_Passage to read_
___
I will report a separate issue about a potential setting to hard-limit the DB size.

Describe alternatives you've considered

Documenting the expected disk space requirements related to total run time, since the number of indexed torrents depends on the total time spent crawling.

Additional context

Somewhat related to https://github.com/bitmagnet-io/bitmagnet/issues/70 which would help keep the database size in check.

Nicolaj-H commented 3 months ago
  • [x] I have checked the existing issues to avoid duplicates
  • [x] I have redacted any info hashes and content metadata from any logs or screenshots attached to this issue

Is your feature request related to a problem? Please describe

The documentation should mention the expected disk space requirements when the DHT crawler is enabled, relative to the number of torrents indexed, since this is by far the most demanding system requirement, and as it is dictated by factors outside the control of the user (total size of the bittorrent DHT... is there an estimate for this somewhere?)

Describe the solution you'd like

Document on https://bitmagnet.io/faq.html a few examples of DB sizes relative to the number of torrents, for example:

Disk space used by the database depends on the total number of indexed torrents and will tend to grow indefinitely. For example, these are the requirements you should expect for:

  • 50k indexed torrents: ???GB
  • 143k indexed torrents: 2.5GB
  • 1 million indexed torrents: ???GB

The value of 2.5GB for 143k torrents is from a measurement on my test instance. This puts the average size of a torrent at ~18KB. It would be interesting to see the numbers from instances with a lower/higher number of indexed torrents, and use that as an estimate.

I will report a separate issue about a potential setting to hard-limit the DB size.

Describe alternatives you've considered

Documenting the expected disk space requirements related to total run time, since the number of indexed torrents depends on the total time spent crawling.

Additional context

Somewhat related to #70 which would help keep the database size in check.

At 884K indexed my Postgres data/base directory is at 6.7G

DyonR commented 3 months ago

One inportant thing to note is that the size is heavily influenced by the amount of file data you store. Example:
If you store 10,000 torrents and only 1 filename for each torrent, that's an additional 10,000 records, total: 20,000. Now change this to 100 files names per record and your database now has 1,010,000 records compared to the 20,000. Of course these stats of database size could be listed as the default configured file info size.
___
_Dataset rows_
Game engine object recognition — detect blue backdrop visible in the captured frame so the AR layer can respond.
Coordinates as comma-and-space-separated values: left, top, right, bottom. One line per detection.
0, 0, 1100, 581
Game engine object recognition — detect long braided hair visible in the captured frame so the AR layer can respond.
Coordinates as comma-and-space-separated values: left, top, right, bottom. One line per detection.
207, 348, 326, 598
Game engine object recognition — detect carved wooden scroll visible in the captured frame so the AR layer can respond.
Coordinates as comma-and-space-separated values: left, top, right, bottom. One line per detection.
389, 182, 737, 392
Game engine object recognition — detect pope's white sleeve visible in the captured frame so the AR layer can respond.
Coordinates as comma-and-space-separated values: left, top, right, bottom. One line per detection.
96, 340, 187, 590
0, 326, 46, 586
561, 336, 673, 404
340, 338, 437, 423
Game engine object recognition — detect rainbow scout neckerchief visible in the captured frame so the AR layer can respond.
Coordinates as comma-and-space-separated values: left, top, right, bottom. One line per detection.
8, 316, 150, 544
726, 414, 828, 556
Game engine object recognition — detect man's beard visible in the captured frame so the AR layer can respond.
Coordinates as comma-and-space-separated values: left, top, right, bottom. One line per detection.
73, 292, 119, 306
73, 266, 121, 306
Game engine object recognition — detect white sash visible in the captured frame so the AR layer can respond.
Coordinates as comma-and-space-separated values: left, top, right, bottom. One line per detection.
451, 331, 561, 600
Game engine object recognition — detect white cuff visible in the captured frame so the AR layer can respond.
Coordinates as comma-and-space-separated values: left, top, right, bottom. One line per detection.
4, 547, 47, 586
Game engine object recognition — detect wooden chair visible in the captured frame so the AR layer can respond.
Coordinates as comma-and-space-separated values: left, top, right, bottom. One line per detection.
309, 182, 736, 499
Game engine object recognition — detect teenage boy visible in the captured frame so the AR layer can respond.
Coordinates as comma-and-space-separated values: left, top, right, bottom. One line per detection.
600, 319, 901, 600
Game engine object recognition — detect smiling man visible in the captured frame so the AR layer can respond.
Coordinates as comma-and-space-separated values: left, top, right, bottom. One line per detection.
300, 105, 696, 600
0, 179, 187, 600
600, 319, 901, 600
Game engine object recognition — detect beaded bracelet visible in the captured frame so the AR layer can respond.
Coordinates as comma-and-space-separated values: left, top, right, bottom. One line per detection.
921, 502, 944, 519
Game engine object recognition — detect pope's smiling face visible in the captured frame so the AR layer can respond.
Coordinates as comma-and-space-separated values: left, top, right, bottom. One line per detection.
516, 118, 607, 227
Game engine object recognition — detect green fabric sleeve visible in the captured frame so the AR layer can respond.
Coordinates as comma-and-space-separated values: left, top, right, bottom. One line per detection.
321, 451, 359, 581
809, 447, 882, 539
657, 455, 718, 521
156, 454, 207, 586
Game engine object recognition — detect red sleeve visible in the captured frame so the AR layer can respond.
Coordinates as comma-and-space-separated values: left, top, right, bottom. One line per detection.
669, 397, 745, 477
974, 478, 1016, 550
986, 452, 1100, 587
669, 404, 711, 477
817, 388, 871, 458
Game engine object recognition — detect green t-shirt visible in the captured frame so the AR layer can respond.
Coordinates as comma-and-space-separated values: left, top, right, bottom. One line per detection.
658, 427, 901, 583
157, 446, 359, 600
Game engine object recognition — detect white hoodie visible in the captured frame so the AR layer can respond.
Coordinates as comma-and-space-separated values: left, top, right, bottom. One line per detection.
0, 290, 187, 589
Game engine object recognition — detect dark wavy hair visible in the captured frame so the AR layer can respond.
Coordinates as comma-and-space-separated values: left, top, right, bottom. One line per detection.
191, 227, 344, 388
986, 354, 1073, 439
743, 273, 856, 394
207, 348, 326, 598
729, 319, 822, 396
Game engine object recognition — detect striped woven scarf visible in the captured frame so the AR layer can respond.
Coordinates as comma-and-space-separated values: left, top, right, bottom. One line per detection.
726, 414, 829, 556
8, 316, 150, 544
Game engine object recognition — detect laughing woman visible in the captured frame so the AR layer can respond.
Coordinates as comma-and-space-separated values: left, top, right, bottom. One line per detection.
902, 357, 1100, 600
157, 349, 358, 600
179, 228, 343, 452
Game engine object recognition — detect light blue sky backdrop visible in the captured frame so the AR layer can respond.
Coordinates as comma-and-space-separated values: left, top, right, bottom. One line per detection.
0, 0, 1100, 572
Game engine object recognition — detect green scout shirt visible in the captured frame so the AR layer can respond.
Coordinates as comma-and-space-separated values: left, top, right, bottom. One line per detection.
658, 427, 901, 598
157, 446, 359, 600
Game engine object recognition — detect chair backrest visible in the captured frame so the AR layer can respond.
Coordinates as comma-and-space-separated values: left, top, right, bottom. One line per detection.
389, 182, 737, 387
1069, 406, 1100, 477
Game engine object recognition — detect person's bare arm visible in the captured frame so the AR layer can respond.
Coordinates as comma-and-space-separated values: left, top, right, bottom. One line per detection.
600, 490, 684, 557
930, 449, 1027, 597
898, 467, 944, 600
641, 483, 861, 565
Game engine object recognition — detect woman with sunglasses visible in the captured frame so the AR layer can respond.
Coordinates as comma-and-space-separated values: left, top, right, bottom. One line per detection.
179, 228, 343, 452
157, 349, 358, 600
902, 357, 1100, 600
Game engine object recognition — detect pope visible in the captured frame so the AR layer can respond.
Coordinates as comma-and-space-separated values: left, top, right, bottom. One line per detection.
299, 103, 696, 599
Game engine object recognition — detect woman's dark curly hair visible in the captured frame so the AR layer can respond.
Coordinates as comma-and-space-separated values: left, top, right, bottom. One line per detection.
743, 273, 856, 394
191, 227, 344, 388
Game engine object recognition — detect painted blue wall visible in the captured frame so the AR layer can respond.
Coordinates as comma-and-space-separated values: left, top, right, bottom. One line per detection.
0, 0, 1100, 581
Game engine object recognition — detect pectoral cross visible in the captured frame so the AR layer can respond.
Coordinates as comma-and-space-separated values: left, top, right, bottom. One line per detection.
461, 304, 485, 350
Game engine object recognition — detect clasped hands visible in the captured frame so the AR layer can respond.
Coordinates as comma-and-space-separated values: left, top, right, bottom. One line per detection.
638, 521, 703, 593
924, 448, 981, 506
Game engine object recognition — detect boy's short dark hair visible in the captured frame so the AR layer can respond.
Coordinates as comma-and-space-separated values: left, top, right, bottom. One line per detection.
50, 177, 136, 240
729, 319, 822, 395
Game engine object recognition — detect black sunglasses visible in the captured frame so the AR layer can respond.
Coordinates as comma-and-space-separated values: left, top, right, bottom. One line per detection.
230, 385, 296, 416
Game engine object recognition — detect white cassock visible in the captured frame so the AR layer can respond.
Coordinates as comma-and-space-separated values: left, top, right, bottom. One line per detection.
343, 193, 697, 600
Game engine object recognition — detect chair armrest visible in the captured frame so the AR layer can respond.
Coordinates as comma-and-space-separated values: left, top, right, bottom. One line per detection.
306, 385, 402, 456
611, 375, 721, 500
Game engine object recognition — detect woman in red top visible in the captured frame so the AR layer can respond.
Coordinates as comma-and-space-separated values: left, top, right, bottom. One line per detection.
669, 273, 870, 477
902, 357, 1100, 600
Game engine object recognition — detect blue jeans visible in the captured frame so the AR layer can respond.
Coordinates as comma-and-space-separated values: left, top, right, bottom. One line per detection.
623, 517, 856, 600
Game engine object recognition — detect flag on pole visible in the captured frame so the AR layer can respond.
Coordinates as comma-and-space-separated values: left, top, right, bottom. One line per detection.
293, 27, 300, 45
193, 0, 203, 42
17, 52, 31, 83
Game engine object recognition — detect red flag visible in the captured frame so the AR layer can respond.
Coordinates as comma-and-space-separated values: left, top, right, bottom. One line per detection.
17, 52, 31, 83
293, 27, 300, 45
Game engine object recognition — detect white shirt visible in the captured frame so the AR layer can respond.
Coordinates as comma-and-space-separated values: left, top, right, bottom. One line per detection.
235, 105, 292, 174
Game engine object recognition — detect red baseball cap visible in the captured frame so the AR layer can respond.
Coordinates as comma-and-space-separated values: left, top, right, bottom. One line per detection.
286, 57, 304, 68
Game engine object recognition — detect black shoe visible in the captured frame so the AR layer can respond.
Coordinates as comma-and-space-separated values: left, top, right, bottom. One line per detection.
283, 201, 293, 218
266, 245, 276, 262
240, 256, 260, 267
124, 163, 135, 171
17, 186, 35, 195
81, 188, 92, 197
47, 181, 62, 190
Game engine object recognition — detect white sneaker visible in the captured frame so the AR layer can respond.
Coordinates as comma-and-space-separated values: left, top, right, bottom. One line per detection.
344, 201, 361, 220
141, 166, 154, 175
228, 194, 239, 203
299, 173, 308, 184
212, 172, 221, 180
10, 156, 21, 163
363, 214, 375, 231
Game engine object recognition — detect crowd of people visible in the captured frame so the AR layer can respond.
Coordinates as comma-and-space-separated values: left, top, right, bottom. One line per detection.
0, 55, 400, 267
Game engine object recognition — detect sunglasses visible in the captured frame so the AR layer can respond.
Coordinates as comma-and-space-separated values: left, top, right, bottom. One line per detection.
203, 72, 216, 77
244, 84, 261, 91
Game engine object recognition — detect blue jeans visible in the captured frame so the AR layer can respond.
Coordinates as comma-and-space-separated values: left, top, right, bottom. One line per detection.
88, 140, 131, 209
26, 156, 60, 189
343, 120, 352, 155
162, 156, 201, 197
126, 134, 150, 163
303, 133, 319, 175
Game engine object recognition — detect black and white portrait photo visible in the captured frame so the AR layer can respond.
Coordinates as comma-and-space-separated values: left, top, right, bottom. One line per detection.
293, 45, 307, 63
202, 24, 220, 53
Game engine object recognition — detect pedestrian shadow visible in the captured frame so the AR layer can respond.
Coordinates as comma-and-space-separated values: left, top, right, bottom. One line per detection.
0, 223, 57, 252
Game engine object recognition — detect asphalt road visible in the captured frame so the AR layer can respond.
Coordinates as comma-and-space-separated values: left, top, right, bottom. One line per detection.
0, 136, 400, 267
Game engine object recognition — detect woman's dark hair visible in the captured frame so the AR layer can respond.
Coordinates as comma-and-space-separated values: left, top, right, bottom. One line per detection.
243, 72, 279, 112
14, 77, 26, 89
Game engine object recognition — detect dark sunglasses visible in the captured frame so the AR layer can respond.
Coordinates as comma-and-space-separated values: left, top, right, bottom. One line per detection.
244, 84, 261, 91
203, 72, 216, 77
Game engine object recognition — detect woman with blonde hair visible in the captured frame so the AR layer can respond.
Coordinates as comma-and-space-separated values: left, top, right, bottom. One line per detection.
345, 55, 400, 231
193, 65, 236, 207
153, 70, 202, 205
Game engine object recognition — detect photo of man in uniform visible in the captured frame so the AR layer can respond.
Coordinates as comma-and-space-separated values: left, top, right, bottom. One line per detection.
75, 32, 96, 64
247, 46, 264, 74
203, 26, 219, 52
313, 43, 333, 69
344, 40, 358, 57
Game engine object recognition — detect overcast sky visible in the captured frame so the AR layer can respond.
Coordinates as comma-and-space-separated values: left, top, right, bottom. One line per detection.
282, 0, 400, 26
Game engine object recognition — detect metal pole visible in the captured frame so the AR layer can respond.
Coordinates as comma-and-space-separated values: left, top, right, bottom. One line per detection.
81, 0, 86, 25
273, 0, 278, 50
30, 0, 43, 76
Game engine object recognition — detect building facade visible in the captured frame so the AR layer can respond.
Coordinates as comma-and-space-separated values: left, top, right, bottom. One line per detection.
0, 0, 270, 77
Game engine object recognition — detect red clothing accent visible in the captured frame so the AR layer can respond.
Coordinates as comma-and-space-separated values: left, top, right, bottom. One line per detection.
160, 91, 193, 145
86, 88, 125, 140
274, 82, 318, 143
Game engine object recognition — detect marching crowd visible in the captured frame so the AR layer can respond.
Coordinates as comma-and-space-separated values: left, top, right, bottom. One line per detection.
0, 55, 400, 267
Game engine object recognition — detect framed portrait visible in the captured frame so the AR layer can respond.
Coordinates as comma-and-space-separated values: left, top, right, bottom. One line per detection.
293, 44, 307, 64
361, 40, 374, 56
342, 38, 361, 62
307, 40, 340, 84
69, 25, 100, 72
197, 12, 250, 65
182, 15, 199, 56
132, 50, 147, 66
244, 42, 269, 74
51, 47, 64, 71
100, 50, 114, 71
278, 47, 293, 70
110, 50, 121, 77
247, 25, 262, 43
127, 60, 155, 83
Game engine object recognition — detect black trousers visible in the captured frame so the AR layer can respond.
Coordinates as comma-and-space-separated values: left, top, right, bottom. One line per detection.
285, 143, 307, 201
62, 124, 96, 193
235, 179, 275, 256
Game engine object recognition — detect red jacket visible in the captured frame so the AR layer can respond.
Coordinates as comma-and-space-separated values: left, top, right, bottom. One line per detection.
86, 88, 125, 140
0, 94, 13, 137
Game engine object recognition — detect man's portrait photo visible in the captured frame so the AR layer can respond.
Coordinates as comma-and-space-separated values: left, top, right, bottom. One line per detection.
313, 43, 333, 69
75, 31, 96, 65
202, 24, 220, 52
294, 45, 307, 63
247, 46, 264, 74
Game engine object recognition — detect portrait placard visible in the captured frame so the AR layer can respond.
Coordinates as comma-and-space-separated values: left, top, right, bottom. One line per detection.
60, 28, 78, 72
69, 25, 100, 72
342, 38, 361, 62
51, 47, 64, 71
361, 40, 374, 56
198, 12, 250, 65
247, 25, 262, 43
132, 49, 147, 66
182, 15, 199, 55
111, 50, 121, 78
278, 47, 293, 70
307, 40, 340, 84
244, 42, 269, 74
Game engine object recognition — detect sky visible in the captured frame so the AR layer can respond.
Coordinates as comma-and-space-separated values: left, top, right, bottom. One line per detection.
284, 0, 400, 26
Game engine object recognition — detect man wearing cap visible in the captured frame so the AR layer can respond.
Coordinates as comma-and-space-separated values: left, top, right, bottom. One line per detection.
___
_Written exercise A_
Print the passage of the disk space discussion starting at "One inportant thing" and ending at "file info size.".
_Written exercise B_
Go on writing the disk space discussion from the point where it stops.
The lines are separate material, apart from the disk space discussion.

_Exercise response A_
One inportant thing to note is that the size is heavily influenced by the amount of file data you store. Example:
If you store 10,000 torrents and only 1 filename for each torrent, that's an additional 10,000 records, total: 20,000. Now change this to 100 files names per record and your database now has 1,010,000 records compared to the 20,000. Of course these stats of database size could be listed as the default configured file info size.

_Exercise response B_
mgdigital commented 3 months ago

Currently on the FAQ page we have:

You should allow roughly 50GB of disk space per 10 million torrents, which should suffice for several months of crawling, however there is no upper limit to how many torrents might ultimately be crawled.

I agree better documentation on this would be good - but at the moment things are changing at a rapid pace that will affect disk space usage, and we're just getting to the stage where people have had it running long enough to get some better numbers about the current implementation. The next thing will be rule based workflows that can auto-delete and do other things that will affect this - so maybe we should come back to this in a few months and aim to make some better docs on this when things are more stable?

Nicolaj-H commented 3 months ago

One inportant thing to note is that the size is heavily influenced by the amount of file data you store. Example: If you store 10,000 torrents and only 1 filename for each torrent, that's an additional 10,000 records, total: 20,000. Now change this to 100 files names per record and your database now has 1,010,000 records compared to the 20,000. Of course these stats of database size could be listed as the default configured file info size.

That is correct, but a estimate with the default settings would be suffices to start with, and it would give you an estimate as to what hardware you would need to at least just test and play around with it.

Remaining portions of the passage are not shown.